__TASK DIRECTIONS__.
In the material below, list every line carrying the string "food".

__THE DATA__.

****

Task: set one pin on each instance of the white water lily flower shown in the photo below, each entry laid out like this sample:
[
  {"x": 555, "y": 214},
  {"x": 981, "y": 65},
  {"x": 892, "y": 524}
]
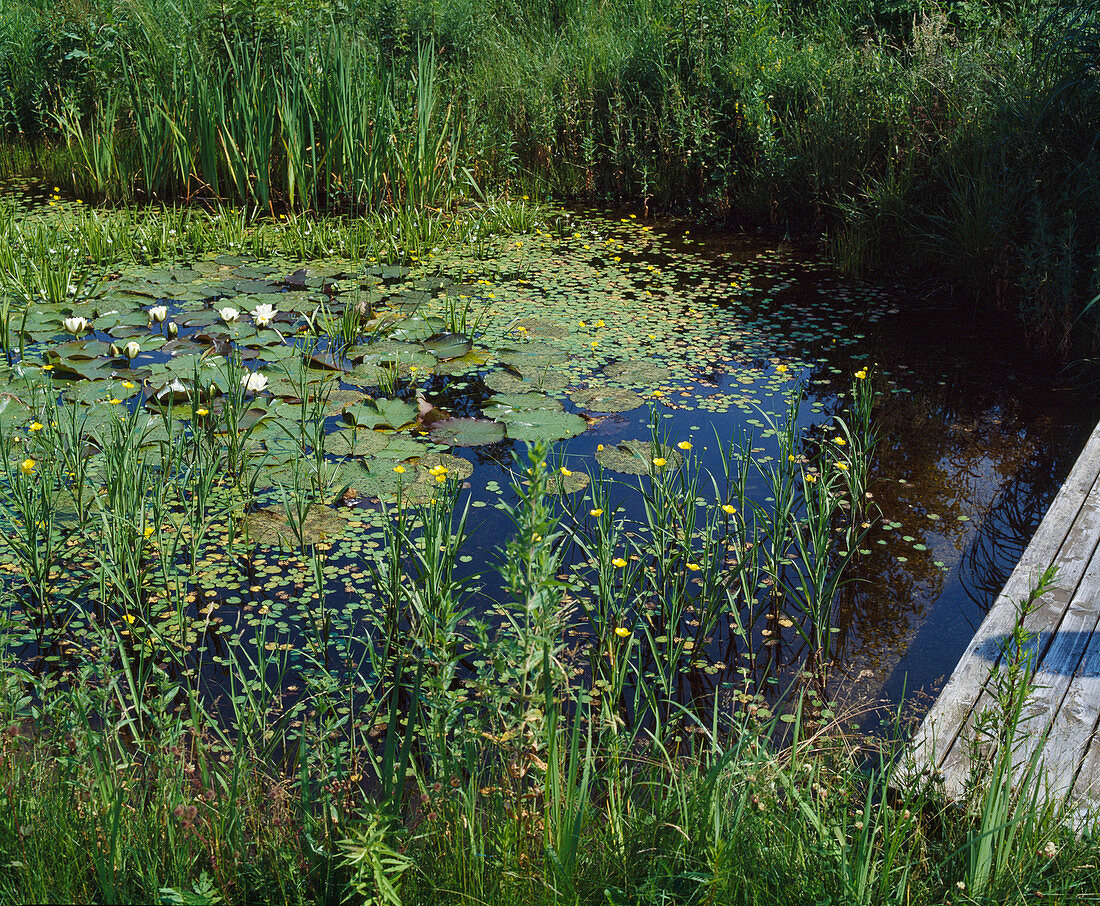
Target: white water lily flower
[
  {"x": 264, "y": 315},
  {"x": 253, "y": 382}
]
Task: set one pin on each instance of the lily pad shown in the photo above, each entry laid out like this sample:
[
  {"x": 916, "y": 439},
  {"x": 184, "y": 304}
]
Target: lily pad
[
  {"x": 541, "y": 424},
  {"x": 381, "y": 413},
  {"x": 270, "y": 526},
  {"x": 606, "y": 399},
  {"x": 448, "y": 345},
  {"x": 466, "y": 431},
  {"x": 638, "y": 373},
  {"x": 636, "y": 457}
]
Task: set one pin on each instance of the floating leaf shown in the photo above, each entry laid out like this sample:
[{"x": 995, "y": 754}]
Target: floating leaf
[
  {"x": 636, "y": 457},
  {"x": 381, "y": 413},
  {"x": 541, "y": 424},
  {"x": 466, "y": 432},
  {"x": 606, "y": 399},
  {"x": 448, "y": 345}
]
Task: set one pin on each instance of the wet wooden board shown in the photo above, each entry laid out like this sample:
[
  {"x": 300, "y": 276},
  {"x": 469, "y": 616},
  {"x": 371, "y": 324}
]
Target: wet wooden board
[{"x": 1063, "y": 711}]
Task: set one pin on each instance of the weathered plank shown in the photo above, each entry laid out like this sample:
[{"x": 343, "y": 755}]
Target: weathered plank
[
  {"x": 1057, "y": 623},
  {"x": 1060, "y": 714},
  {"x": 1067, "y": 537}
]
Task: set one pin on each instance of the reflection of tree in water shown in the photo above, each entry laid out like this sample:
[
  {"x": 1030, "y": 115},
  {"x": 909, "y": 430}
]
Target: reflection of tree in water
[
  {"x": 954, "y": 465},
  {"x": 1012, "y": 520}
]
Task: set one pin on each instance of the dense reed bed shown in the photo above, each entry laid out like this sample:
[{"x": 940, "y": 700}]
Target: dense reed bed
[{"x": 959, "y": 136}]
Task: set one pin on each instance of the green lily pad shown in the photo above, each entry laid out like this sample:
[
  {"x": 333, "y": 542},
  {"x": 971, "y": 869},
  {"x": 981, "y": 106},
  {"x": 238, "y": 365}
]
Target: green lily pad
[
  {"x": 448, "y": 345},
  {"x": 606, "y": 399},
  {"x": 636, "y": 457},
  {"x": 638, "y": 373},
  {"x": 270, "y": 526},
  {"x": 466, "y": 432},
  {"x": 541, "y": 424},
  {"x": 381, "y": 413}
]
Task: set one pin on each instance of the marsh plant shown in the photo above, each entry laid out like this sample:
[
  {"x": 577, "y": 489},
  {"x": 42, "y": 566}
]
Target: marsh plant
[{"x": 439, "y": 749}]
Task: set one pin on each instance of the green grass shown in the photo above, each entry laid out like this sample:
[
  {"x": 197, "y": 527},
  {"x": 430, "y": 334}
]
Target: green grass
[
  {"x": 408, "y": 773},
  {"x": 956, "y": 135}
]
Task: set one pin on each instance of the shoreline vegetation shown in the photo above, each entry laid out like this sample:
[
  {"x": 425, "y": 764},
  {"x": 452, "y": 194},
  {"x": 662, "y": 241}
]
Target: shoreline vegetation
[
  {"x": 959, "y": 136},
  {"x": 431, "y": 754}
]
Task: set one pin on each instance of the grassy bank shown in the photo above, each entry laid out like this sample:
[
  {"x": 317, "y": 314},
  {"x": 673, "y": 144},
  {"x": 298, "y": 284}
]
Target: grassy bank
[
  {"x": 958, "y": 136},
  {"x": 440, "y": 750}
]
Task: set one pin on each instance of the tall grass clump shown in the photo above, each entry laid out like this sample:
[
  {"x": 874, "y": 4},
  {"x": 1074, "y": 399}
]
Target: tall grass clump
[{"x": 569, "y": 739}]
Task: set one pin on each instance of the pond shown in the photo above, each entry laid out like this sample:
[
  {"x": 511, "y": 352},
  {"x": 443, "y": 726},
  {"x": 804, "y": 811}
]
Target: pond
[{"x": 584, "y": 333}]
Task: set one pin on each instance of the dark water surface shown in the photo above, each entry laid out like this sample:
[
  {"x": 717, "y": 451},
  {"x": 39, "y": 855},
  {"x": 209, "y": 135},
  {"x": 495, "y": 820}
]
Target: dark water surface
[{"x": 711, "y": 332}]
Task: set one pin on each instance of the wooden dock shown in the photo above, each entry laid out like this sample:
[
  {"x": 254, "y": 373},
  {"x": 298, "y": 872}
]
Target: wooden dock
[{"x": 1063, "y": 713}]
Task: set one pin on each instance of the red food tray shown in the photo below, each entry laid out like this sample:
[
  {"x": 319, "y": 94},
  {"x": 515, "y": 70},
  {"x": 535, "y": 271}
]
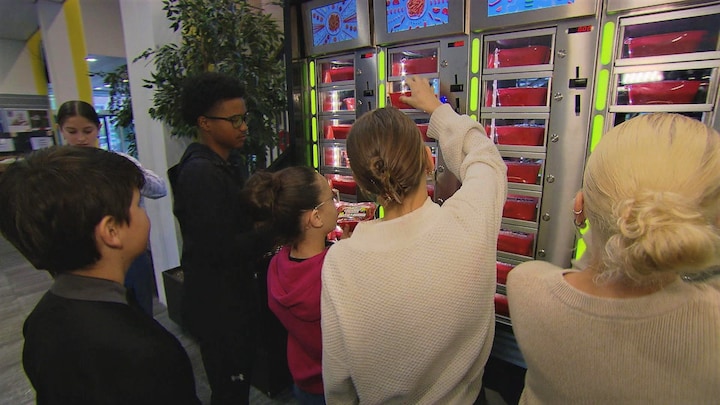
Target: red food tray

****

__SOLUTION TO THE PROBLEM__.
Task: set one pin on each instance of the red food tray shown in the photo below, each entry laid out like this sample:
Target: red food tray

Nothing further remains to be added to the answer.